# WHAT IS REQUIRED
Pick out each line of the items below that contains the string "woman", and copy those lines unchanged.

# ENTRIES SHOWN
** begin **

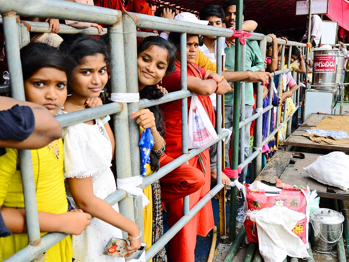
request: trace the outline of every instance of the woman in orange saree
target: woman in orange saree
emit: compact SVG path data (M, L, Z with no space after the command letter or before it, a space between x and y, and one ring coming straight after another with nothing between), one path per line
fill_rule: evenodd
M179 36L178 33L171 33L169 39L171 40L179 49ZM187 88L188 90L197 94L214 126L214 112L209 96L214 92L222 94L231 91L231 88L222 77L215 73L208 72L194 63L198 53L199 42L197 35L187 35ZM179 53L177 58L174 72L165 76L162 79L161 85L169 92L180 90ZM191 97L188 97L188 110L190 106L191 101ZM166 142L166 155L165 158L160 159L160 165L163 166L182 154L181 101L178 100L172 101L160 106L163 114L166 130L166 134L164 138ZM183 134L188 135L187 134ZM192 168L186 169L180 168L181 166L160 180L162 200L165 203L169 211L168 217L170 227L183 216L183 198L184 197L190 194L189 207L191 208L209 191L211 181L210 164L210 156L208 149L207 149L189 160L189 165L191 167L195 168L195 172L192 172ZM197 185L198 180L202 180L203 176L204 183L198 190L192 192L190 190L184 190L188 187L190 189L192 184ZM183 181L186 181L186 187L181 188L178 186L178 182L181 181L182 182ZM168 254L172 261L194 261L196 235L206 236L214 226L212 205L211 202L209 201L170 241Z

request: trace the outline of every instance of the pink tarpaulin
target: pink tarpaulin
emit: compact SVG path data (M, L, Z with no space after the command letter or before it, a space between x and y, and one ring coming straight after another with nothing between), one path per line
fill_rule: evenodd
M349 30L349 19L344 16L349 14L349 1L348 0L329 0L328 13L327 16L333 21Z

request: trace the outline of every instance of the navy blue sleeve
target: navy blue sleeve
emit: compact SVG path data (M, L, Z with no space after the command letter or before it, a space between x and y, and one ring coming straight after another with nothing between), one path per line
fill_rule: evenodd
M0 111L0 139L21 142L32 133L35 125L34 114L29 107L14 105L11 109ZM0 148L0 155L5 149Z
M0 213L0 238L7 236L11 234L11 231L7 228Z

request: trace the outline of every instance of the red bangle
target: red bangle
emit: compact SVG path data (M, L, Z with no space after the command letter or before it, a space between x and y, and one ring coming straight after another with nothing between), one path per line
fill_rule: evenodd
M214 80L215 81L216 81L216 82L217 83L217 88L216 88L216 90L215 90L215 92L213 92L214 93L215 93L216 92L217 92L217 90L218 90L218 81L216 79L216 78L215 78L215 77L208 77L207 78L207 79L213 79L213 80Z

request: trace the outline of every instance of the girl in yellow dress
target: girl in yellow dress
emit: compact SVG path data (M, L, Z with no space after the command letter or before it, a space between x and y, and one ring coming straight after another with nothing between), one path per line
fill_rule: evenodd
M43 105L54 115L67 97L69 61L57 49L40 43L24 47L21 58L26 100ZM0 238L0 261L25 247L28 241L18 152L10 148L6 151L0 157L0 209L13 233ZM81 210L67 212L61 139L32 150L31 155L41 235L52 232L81 234L90 223L91 216ZM42 255L45 261L72 262L71 237L68 236Z

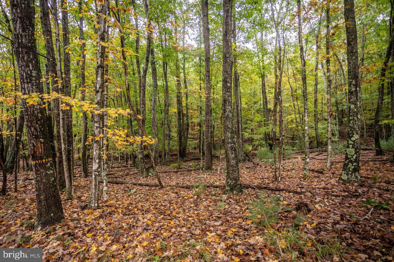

** end **

# FINAL RESULT
request: trace the outline of every instance of the woman in orange saree
target: woman in orange saree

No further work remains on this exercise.